[Lines of data]
━━━━━━━━━━━━━━━━━━━━━━━━━━━━━━

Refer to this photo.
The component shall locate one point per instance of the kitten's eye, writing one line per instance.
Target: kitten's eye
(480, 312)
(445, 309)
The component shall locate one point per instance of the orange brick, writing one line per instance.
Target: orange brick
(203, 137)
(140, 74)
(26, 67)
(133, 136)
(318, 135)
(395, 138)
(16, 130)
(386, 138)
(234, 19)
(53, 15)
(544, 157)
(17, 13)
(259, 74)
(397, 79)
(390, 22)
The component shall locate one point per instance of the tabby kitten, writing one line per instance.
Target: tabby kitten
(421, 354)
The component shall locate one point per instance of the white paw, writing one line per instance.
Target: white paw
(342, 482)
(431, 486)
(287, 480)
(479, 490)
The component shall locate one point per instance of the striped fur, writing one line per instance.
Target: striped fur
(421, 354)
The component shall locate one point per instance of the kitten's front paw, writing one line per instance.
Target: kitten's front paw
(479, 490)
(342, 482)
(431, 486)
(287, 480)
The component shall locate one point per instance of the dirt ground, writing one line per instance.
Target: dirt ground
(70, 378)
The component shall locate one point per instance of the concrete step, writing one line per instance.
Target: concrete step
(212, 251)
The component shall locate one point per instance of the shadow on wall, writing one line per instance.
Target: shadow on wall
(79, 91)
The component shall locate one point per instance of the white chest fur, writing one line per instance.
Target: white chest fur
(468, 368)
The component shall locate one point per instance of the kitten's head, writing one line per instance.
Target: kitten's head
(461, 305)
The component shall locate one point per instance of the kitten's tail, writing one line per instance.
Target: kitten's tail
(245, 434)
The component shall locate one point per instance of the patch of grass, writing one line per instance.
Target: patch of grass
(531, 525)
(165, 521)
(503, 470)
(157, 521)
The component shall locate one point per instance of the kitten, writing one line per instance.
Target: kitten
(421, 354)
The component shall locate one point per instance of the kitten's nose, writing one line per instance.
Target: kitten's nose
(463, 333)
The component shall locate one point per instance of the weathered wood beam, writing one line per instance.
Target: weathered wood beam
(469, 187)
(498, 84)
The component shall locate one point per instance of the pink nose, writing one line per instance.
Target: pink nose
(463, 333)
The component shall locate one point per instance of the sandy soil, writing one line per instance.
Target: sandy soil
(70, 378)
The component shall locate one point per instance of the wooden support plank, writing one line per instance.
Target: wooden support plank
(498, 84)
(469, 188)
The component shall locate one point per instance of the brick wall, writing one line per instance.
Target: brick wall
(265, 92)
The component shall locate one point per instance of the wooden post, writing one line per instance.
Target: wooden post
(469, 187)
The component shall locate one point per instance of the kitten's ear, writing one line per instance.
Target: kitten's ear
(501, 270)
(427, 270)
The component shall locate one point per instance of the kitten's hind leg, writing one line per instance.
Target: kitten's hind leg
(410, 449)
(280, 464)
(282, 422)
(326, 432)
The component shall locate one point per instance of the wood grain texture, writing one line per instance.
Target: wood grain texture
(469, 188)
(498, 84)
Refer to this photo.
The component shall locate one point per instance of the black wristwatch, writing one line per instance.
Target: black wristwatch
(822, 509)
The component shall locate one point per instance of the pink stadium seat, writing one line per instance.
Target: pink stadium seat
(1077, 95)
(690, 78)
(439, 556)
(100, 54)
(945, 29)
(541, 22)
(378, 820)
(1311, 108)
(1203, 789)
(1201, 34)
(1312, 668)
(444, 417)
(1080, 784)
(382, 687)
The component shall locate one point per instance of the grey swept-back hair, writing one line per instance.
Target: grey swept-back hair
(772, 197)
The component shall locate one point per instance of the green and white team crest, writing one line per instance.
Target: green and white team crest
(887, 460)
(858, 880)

━━━━━━━━━━━━━━━━━━━━━━━━━━━━━━

TO BE DONE:
Would you copy out each line exactly as written?

TASK SOLUTION:
Refer to this photo.
The component shall locate one point per instance of the kitten's eye, writing one line per instance.
Target: kitten's eye
(480, 312)
(445, 309)
The component shall locate one point per instance of the orange brick, writing one line per instance.
Target: orange brick
(203, 137)
(140, 74)
(26, 67)
(133, 136)
(318, 135)
(395, 138)
(16, 130)
(386, 138)
(234, 19)
(53, 15)
(544, 157)
(17, 13)
(259, 74)
(397, 79)
(390, 22)
The component shall locate one point per instance of the tabby kitten, writing one line per instance.
Target: tabby kitten
(421, 354)
The component shall locate one point per instance of the white paw, writing one line per instance.
Target: white paw
(342, 482)
(431, 486)
(287, 480)
(479, 490)
The component shall locate one point per instance of the striped fur, writing one line per instance.
Target: striped fur
(421, 354)
The component shall locate one point per instance of the kitten's front paw, writing one line per instance.
Target: kitten's front paw
(479, 490)
(342, 482)
(431, 486)
(287, 480)
The component shall locate one point per instance of the dirt ground, writing one line per instance.
Target: dirt ground
(70, 378)
The component shall locate one point per instance of the concrete step, writing one line per instance.
Target: concrete step
(212, 251)
The component shall locate one point per instance of the shadow on wall, writing one line per instance.
Target: shadow on wall
(79, 91)
The component shall locate one point per instance of the white chest fur, writing one line per instance.
Target: white chest fur
(468, 368)
The component shall locate one point per instance of the kitten's head, writing one line per instance.
Target: kitten's head
(461, 305)
The component shall locate one point per instance of the kitten's tail, writing one line per instance.
Target: kitten's tail
(245, 434)
The component shall locate one point per instance of the patch of grass, writing one line per instance.
Target: patch of grass
(531, 525)
(165, 521)
(503, 470)
(157, 521)
The component shall locate one point per instance of the kitten, writing one line per instance.
Target: kitten
(421, 354)
The component shall locate one point per instance of the kitten's nose, writing one line per instance.
Target: kitten's nose
(463, 333)
The component shall locate one point per instance of the weathered wood beam, writing one line per instance.
Target: weathered wood beam
(469, 187)
(498, 84)
The component shall locate one point per instance of the pink nose, writing one line per instance.
Target: pink nose
(463, 333)
The component shall locate one point per instance of the sandy soil, writing one line per instance.
Target: sandy soil
(70, 378)
The component shall locate one point per instance of the wooden support plank, writing one line per instance.
Target: wooden support plank
(498, 84)
(469, 188)
The component shall locate one point per instance of the brick wall, writing one line per instance.
Target: brick wall
(265, 92)
The component shall locate one point per instance of the wooden post, writing one line per instance.
Target: wooden post
(469, 187)
The component shall locate one point per instance of the kitten's ear, writing one line per instance.
Target: kitten's ear
(501, 270)
(427, 270)
The component shall locate one point per instance of the kitten's hind leg, writing one line per instance.
Target: kitten's hind leg
(410, 449)
(280, 464)
(282, 422)
(326, 432)
The component shall locate one point per instance of the wood grain texture, writing one line per instance.
Target: wood grain texture
(469, 188)
(498, 84)
Refer to this photo.
The component shall locate one point per instance of the black wristwatch, writing one line per instance.
Target: black wristwatch
(822, 509)
The component shall locate one point per instance of the pink stadium seat, writing one line per instance.
Target: pink stadium seat
(1077, 95)
(690, 78)
(439, 556)
(100, 54)
(945, 29)
(541, 22)
(378, 820)
(1311, 108)
(1203, 789)
(1201, 34)
(1312, 668)
(444, 417)
(1080, 784)
(382, 687)
The component shall locate one point per instance of the grey swept-back hair, writing one line per instance.
Target: grey swept-back hair
(772, 197)
The component shall locate one point per instance of the green and white team crest, writing one line per instance.
Target: green and white team crest
(887, 460)
(858, 880)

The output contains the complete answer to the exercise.